Short problem.
Write out every item below word for word, without changing anything.

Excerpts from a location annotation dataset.
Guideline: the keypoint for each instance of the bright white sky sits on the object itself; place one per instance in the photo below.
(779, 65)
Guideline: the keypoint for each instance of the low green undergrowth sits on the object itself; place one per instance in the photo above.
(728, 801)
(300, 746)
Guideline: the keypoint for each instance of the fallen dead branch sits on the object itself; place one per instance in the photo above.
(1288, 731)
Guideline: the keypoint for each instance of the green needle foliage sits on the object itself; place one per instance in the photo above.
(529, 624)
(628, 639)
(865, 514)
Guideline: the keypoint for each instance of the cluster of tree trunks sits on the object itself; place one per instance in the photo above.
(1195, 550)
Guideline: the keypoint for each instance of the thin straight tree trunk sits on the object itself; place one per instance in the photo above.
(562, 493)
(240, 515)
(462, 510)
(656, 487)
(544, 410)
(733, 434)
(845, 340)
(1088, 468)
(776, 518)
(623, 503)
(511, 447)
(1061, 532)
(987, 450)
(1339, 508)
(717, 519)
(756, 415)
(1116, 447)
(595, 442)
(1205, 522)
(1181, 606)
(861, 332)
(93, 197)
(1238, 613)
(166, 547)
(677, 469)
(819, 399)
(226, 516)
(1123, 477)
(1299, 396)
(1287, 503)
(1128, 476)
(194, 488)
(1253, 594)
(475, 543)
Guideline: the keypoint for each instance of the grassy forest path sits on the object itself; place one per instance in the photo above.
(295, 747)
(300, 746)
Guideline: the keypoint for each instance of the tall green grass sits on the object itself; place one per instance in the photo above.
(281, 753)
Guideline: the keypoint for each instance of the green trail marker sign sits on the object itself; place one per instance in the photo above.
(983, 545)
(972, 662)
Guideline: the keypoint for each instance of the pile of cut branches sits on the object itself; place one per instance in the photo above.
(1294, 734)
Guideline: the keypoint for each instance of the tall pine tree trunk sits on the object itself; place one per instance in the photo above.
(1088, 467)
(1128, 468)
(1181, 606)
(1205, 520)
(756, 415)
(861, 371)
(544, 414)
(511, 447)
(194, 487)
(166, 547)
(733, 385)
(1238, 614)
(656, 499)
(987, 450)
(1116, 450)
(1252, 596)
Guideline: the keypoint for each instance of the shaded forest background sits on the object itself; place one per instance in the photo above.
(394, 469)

Written answer.
Guideline: the keypoint for each instance of the bright white sky sits on the object itself; place one per instance in the photo below.
(779, 65)
Guideline: the keypoint for each instance of the low green undergrowth sits on the object itself; place one per instance in the photo above.
(728, 801)
(300, 746)
Guideline: the keypoint for each instance of the fallen dead branch sits on the object itself; place one per instance in the photo above.
(1288, 731)
Guideline: the keypoint for each instance of the green needle foliage sits on the object itself; place one per instance in the photo above.
(529, 624)
(628, 639)
(865, 514)
Guideline: the keypoint for each instance of the cluster of tree trunks sits on the object itself; place one per instance in the photo above.
(1195, 550)
Guideline: the keypoint for each instance of the thin straight tree trunk sits on the object itself; place one per instance in the photo above.
(562, 493)
(240, 515)
(462, 510)
(656, 487)
(544, 410)
(733, 434)
(845, 340)
(1088, 468)
(776, 518)
(623, 503)
(511, 447)
(1061, 532)
(987, 450)
(1339, 508)
(717, 519)
(756, 415)
(1116, 447)
(595, 442)
(1205, 522)
(1181, 606)
(861, 332)
(93, 197)
(1238, 613)
(166, 547)
(677, 469)
(819, 399)
(226, 516)
(1123, 477)
(1299, 396)
(1287, 503)
(1128, 476)
(194, 488)
(1253, 594)
(475, 543)
Guideline: the keypoint for each instance of the grassy forest path sits on the object itself; place one per instance in the photo above.
(295, 747)
(300, 746)
Guideline: the keypoint for each instance of the tall green grass sits on the object itself; place one per instance in the photo above.
(281, 753)
Guideline: the keypoint for each instance of the green trail marker sign sits on the object itself; place one per instance in the photo above.
(983, 545)
(972, 662)
Guideline: the keypoint for each instance of the pile of cut branches sits on the object itself; place one per instance in the photo above.
(1294, 734)
Guideline: the keypoint for each instance of the tall pine tree trunk sits on the object itself; place one per instance in the photo above.
(1088, 467)
(1128, 468)
(1181, 606)
(1205, 520)
(756, 415)
(861, 371)
(544, 414)
(511, 447)
(194, 487)
(166, 547)
(733, 385)
(1238, 614)
(656, 499)
(987, 450)
(1116, 450)
(1252, 596)
Guideline: the keypoint for each instance of the shaded forest background sits on the object itself; place one per instance in the photo above.
(394, 469)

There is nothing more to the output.